Requirements →
- A) How would you put this sentence from the Stone Land & Livestock case summary below into Spanish: "No service of process on HBE was completed within the six-month statutory deadline, and the case was inactive for nearly a year."
- B) Do these statements agree with the Stone Land & Livestock case summary below? Answer yes or no for each, quoting the words that decide it. (i) Stone Land filed suit on March 1, 2019. (ii) The district court dismissed the complaint with prejudice. (iii) The district court granted Stone Land's motion to reinstate.
- C) Resume the Stone Land & Livestock case summary below, starting right after its final sentence.

Extract provided →

— Start —

Stone Land & Livestock Co. v. HBE
309 Neb. 970
| Neb. | 2021Background
- Stone Land & Livestock Co. sued HBE, LLP and Michael Arens on March 1, 2019, alleging incorrect tax advice related to a land sale.
- On April 8, 2019, HBE’s attorneys filed an "Appearance of Counsel" stating they were counsel of record for HBE and Arens.
- No service of process on HBE was completed within the six-month statutory deadline, and the case was inactive for nearly a year.
- On April 6, 2020, the district court dismissed the complaint without prejudice under Neb. Rev. Stat. § 25-217 for failure to timely serve the defendants.
- Stone Land moved to reinstate, arguing the Appearance of Counsel constituted a "voluntary appearance" equivalent to service under § 25-516.01(1); the district court denied the motion and Stone Land appealed.

— End —

Raw data →
— Start —

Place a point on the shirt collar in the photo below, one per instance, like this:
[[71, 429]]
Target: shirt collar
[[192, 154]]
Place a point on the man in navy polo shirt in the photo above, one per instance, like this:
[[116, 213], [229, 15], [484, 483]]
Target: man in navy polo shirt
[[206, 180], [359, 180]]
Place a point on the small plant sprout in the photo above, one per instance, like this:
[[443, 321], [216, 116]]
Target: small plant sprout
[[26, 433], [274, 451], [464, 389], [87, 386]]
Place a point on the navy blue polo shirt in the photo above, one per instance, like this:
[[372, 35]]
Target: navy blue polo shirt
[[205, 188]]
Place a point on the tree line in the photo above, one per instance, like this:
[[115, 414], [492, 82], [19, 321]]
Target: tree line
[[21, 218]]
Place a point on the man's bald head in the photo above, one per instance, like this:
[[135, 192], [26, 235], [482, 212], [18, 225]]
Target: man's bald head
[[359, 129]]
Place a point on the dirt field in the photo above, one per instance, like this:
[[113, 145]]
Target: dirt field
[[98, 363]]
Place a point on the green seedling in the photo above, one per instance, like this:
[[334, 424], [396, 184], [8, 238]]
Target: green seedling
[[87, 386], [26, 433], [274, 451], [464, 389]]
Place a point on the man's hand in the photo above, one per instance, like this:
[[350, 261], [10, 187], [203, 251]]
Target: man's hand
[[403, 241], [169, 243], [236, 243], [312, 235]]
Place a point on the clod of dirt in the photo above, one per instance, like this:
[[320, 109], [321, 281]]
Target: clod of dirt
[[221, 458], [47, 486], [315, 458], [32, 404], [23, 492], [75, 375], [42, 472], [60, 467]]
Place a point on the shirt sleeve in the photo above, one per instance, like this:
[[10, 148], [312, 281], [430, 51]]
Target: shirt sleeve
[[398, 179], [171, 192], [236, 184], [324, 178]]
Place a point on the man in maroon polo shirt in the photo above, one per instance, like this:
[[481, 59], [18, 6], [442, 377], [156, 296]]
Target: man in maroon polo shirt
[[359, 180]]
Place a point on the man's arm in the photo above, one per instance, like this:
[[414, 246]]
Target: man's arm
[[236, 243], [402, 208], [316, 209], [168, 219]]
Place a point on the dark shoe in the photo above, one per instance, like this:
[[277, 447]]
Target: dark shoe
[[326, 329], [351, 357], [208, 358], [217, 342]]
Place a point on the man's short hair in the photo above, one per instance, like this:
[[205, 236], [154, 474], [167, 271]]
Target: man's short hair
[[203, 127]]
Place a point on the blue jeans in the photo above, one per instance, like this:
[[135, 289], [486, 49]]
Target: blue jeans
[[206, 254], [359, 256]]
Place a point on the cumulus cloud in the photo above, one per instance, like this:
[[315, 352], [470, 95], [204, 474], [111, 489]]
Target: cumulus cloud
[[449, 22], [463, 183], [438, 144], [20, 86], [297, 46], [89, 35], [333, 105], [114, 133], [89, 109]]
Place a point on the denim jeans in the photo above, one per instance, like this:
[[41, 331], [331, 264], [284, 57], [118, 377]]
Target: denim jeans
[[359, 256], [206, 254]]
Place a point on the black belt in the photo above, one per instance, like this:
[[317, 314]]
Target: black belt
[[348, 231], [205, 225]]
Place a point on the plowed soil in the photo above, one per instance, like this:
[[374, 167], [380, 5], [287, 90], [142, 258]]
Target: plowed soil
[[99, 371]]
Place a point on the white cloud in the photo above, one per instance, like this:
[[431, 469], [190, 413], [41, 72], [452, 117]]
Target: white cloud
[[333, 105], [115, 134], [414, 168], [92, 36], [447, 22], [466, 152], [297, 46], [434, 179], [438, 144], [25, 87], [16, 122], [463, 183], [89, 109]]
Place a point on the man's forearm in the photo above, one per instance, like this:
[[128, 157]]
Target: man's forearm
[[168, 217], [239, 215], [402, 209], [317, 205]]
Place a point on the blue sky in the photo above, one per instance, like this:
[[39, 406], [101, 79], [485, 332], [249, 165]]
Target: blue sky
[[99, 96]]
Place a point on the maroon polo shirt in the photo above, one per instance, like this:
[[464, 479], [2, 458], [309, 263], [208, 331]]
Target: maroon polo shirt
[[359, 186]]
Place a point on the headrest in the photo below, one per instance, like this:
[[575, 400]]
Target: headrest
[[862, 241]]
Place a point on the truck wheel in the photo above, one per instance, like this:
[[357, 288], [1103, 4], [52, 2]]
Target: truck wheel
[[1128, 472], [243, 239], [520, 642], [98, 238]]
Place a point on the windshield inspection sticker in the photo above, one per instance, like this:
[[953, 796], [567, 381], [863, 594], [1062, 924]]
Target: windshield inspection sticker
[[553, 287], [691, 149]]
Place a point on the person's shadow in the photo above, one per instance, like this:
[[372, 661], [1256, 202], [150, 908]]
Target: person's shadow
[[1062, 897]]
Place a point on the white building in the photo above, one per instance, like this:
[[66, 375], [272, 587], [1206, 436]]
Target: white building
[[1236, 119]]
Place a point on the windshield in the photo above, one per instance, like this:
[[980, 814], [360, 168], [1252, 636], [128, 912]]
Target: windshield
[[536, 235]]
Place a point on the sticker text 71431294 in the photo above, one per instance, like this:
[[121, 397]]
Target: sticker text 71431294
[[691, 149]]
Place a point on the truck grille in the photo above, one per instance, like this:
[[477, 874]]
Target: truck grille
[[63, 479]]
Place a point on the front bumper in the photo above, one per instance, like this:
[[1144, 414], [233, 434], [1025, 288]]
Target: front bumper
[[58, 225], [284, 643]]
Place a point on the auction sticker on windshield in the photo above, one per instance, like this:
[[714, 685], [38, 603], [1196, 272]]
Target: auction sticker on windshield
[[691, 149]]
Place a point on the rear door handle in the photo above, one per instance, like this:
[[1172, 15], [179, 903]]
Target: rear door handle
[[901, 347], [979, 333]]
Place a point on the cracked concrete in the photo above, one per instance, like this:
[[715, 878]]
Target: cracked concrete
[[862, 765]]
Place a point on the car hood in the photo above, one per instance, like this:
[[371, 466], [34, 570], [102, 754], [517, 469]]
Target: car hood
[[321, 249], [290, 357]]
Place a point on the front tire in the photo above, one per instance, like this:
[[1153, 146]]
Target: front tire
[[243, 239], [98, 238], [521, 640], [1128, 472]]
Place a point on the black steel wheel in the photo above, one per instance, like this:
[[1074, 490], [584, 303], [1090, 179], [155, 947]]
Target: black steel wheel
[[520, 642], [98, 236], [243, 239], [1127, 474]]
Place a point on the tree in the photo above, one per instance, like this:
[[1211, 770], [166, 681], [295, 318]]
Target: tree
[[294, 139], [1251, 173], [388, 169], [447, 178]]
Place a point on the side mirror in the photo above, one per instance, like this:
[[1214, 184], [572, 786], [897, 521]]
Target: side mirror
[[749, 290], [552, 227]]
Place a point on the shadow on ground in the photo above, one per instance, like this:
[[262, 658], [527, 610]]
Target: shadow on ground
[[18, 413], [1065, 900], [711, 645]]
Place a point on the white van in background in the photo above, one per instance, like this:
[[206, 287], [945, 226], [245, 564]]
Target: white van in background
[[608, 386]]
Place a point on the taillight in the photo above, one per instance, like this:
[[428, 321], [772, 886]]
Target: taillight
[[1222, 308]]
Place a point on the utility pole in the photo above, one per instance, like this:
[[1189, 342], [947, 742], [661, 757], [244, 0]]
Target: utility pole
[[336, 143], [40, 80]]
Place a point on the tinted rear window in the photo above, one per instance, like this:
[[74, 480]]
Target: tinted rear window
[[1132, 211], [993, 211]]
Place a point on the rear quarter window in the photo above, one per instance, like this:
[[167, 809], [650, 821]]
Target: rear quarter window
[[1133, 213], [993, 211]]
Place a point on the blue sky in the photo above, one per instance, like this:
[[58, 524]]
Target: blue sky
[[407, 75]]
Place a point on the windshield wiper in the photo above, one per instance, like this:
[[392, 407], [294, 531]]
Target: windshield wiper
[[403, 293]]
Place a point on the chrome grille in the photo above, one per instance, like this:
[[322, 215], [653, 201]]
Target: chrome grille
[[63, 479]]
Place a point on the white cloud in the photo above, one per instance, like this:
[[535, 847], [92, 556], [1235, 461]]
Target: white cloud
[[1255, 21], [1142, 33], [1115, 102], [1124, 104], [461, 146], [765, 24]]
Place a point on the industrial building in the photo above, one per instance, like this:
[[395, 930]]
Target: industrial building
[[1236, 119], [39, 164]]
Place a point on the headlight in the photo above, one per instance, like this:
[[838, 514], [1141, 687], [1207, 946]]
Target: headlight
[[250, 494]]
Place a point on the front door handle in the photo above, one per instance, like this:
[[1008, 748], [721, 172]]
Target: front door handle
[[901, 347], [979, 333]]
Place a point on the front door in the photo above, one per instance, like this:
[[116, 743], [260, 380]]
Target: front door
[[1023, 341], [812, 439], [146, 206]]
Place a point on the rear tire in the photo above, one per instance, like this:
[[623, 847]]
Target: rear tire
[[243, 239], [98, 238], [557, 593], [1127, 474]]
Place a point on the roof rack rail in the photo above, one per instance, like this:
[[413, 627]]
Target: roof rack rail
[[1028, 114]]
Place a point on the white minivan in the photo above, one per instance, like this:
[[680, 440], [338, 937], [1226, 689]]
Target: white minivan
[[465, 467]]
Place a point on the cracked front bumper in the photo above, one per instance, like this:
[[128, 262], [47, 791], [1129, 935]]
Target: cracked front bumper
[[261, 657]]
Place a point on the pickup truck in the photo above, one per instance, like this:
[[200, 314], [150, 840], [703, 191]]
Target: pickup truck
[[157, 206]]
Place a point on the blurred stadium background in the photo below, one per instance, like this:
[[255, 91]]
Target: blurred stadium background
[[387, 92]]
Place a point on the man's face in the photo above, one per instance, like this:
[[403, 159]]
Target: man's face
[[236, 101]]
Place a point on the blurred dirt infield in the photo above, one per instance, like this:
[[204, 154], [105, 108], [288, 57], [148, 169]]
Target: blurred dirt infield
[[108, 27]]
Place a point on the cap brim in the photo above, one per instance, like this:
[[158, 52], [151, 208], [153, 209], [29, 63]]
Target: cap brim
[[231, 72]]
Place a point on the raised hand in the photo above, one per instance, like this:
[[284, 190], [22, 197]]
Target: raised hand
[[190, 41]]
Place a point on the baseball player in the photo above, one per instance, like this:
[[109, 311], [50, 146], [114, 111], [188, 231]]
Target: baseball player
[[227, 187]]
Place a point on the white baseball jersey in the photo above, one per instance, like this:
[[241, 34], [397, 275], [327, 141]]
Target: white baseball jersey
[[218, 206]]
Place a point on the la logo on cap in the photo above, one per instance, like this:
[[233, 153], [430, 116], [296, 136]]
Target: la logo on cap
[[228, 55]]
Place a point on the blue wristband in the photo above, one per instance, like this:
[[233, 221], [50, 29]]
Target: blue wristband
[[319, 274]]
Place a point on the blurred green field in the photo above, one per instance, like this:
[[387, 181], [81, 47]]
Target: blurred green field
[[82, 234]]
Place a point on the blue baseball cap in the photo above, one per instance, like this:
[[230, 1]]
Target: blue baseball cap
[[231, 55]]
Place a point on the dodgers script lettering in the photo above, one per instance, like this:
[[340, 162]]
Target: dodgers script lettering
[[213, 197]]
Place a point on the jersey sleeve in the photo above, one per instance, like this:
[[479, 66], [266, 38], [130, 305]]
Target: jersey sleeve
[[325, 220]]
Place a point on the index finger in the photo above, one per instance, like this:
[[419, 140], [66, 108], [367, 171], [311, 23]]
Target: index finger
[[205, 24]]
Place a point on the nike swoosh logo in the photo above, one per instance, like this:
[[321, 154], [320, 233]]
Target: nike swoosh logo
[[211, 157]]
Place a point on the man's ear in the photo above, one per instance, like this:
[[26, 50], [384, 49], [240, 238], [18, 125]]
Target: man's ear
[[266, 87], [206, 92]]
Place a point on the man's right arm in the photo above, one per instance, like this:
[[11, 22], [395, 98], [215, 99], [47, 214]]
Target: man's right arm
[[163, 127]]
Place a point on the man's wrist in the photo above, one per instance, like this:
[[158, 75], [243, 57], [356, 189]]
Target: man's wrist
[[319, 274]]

— End —

Responses to the exercise →
- A) No se completó el emplazamiento de HBE dentro del plazo legal de seis meses, y el caso permaneció inactivo durante casi un año.

- B)
(i) Yes: "sued HBE, LLP and Michael Arens on March 1, 2019"
(ii) No: "dismissed the complaint without prejudice"
(iii) No: "the district court denied the motion"

- C)
Issues
| Issue | Plaintiff's Argument | Defendant's Argument | Held |
|---|---|---|---|
| Whether an attorney-filed "Appearance of Counsel" is a "voluntary appearance" equivalent to service under § 25-516.01(1) | The Appearance of Counsel waived service (was equivalent to service) because it entered an appearance and ensured counsel would receive notice of filings | The filing only identified counsel and did not manifest an intent by the client to waive formal service or request substantive relief | The Appearance of Counsel did not constitute a voluntary appearance; it merely acknowledged counsel and did not demonstrate waiver of service; dismissal for failure to serve was affirmed |
Key Cases Cited
- Carlson v. Allianz Versicherungs-AG, 287 Neb. 628 (2014) (voluntary appearance equates to service when party requests general relief)
- Vopalka v. Abraham, 260 Neb. 737 (2000) (action dismissed when service not perfected within statutory deadline)
- J.S. v. Grand Island Pub. Schs., 297 Neb. 347 (2017) (filing that expressly waives service can constitute voluntary appearance)
- VRT, Inc. v. Dutton-Lainson Co., 247 Neb. 845 (1995) (attorney acts bind client under agency principles)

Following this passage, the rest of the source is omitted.